[Extracted records]
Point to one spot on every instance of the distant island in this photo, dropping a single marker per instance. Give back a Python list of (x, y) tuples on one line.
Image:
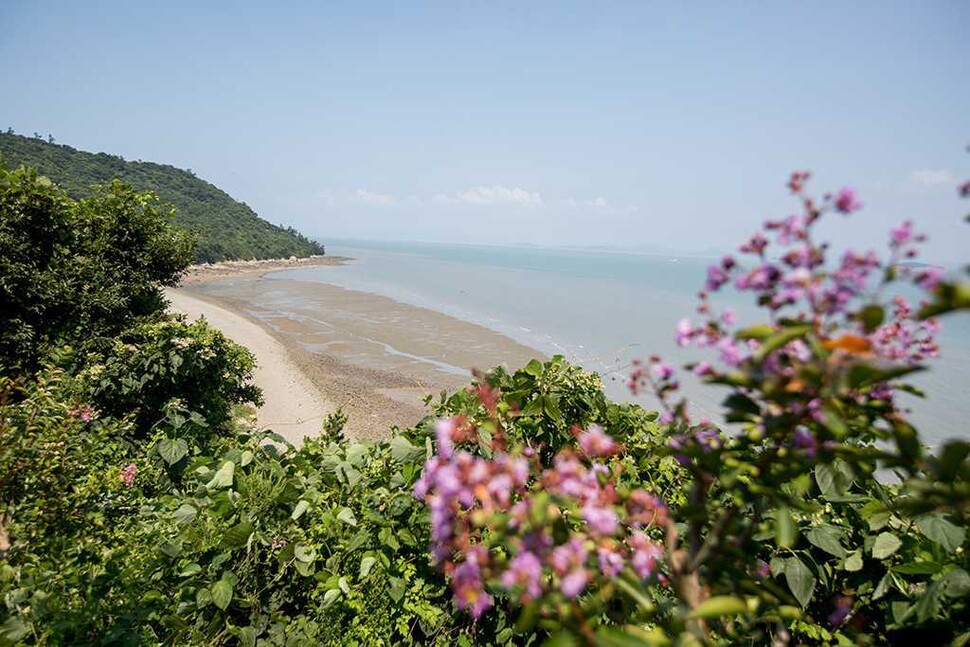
[(224, 228)]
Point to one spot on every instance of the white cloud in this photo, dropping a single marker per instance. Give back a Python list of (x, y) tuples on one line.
[(930, 178), (491, 195), (363, 196)]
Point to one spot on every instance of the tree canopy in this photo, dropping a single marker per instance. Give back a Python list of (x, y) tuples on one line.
[(224, 228)]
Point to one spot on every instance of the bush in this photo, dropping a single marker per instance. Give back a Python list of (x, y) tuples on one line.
[(168, 362), (776, 530), (78, 272)]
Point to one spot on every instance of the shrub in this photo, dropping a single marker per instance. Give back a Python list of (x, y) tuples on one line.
[(168, 361), (780, 530)]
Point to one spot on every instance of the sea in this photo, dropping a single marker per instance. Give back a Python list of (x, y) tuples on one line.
[(602, 309)]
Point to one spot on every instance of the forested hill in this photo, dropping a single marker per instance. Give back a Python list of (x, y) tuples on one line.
[(225, 228)]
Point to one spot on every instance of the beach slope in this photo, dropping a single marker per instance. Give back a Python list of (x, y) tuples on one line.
[(294, 407)]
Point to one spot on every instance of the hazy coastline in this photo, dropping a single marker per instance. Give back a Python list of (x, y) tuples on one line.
[(374, 358)]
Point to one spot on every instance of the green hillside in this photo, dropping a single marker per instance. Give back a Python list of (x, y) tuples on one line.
[(225, 228)]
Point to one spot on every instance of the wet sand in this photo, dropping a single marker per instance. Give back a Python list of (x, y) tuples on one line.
[(375, 358)]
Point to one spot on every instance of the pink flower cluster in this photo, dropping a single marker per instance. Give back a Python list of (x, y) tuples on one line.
[(790, 279), (904, 340), (84, 412), (492, 520), (128, 474)]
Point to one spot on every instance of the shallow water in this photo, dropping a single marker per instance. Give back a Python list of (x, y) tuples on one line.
[(599, 309)]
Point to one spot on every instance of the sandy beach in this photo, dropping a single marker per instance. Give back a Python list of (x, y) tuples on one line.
[(321, 348)]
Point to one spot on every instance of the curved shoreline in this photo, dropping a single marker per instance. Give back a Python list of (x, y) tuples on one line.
[(293, 405), (372, 357)]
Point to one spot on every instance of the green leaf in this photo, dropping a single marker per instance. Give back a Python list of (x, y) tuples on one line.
[(550, 405), (396, 588), (776, 340), (872, 317), (300, 508), (720, 605), (928, 604), (171, 548), (366, 565), (184, 514), (918, 568), (785, 531), (347, 516), (561, 639), (941, 531), (886, 544), (237, 536), (304, 553), (828, 538), (956, 583), (402, 450), (14, 629), (853, 562), (172, 450), (800, 580), (247, 636), (757, 331), (533, 368), (222, 593), (330, 597), (190, 570), (223, 477), (882, 587)]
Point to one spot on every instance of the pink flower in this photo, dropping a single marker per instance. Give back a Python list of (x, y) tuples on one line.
[(846, 201), (569, 563), (128, 474), (467, 583), (610, 561), (646, 554), (702, 368), (601, 520)]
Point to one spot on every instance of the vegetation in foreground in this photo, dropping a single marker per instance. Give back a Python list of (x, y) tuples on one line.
[(223, 228), (137, 510)]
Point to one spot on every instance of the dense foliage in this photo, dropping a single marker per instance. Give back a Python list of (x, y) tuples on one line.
[(138, 507), (224, 229), (778, 530), (78, 270)]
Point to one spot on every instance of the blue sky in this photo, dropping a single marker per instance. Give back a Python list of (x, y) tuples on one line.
[(662, 125)]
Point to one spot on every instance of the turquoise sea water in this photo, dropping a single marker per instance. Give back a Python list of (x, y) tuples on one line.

- _YOUR GOAL_
Every line above should be duplicated exactly; the pictures are to be left out.

- _SOLVED PROBLEM_
Point to one spot on every instance of the distant island in this photo, dropping a single marker per instance. Give back a Python list of (x, y) tuples on one line.
Image:
[(224, 228)]
Point to one spot on every instance of the white cloud in this photo, dropping a single marker per instance. Give back a Python list of (x, y) tuples on one line.
[(930, 178), (491, 195), (363, 196)]
Point to one spot on every instance of the tree canopy in this photo, dropping a single marker per instance. Give back a Python list of (x, y) tuples on one line.
[(224, 228)]
Point to one spot on every instance of the bush in this photo, dropping a single marker per instance. Give back a Python list of (x, y) tuples on one line.
[(168, 362), (776, 530), (78, 272)]
Point to one spot on every instance of the shrub in this photo, dropping a single marker per instance. Give back a Python list of (x, y) tuples on one line.
[(168, 361), (780, 530)]
Point to one spot on every instance of the sea in this photo, dropping a single marker per instance. Give back a Python list of (x, y) tuples on one line.
[(602, 309)]
Point to one spot on every instance of the forested hill in this photo, dropping a single marker per instance. Give back a Python list of (x, y) tuples on one line.
[(225, 228)]
Point to one spot on every instance of the beach slope in this photo, dropping a single marker per instance. Give back a Python list of (x, y) tuples on one line.
[(294, 407)]
Point to one spot on every instance of the hazy coastline in this photo, dropping a single marker per instance. Give back a Python list of (x, y) tuples on one line.
[(374, 358)]
Point to one spot on every instance of the green hillside in this photo, dropping a single marker per instance. Give back a Python list of (x, y) tuples on one line.
[(225, 228)]
Point to one spot on every instance of the wet sand in this photo, dropping a single marker per instance. Give back a Python list of (x, y) tuples on one line.
[(375, 358)]
Point to one spot on every instance of the pink flower cluster in this photo, dropping a single marker per instance. Give back a Python list of (x, y) tuples on one line.
[(790, 279), (904, 340), (84, 412), (492, 520), (128, 474)]
Point to one spot on every instance of the shallow water in this photo, dropping a single marker per instance. Give back a Python list of (x, y) tuples on one line.
[(599, 309)]
Point to one spot on every instance of the sandy beach in this photo, dropping a single marker per instance. Give back a Python list of (x, y) tuples on one line.
[(321, 348)]
Point to one spot on every instance of the curved shoreline in this photo, dropping a single marker per instance. Give back a Python list of (x, y) tuples on one line.
[(293, 405), (372, 357)]
Point to one spot on every instance of the green leaf in this photo, dropping a single marker per instance. Give back a Python list of (x, y) tuples on one line.
[(550, 405), (396, 588), (776, 340), (872, 317), (300, 508), (720, 605), (928, 604), (171, 548), (366, 565), (184, 514), (918, 568), (785, 531), (347, 516), (561, 639), (941, 531), (886, 544), (237, 536), (304, 553), (828, 538), (956, 583), (402, 450), (14, 629), (853, 562), (172, 450), (800, 580), (247, 636), (757, 331), (533, 368), (222, 593), (330, 597), (190, 570), (223, 477), (882, 587)]
Point to one spot on every instance of the pink flower in this photo, dropping a single marker per instance. Give back a Python list of (x, y) tuples on one line.
[(846, 201), (569, 563), (128, 474), (467, 583), (610, 561), (646, 554), (702, 368), (601, 520)]
Point to one spot on every instance of the vegetation in foreground in this photo, dropping a single marker per instance. Give back a Python list of (x, y) tuples on one line.
[(223, 228), (137, 510)]
Point to one spot on every instance of the dense foliage in this photo, dropping a single marker per instance. Give back a Python list of (x, y) tuples on one line.
[(138, 507), (224, 229), (778, 530), (78, 270)]
Point to one spot on every instance of the blue sky in this photo, dropping a single marker per instance. Give back a Python list of (x, y) tuples on one line.
[(662, 125)]
Point to one spot on every instance of the turquoise sea water in this photo, dropping a single marker per instance. Give back a Python list of (x, y) tuples on one line.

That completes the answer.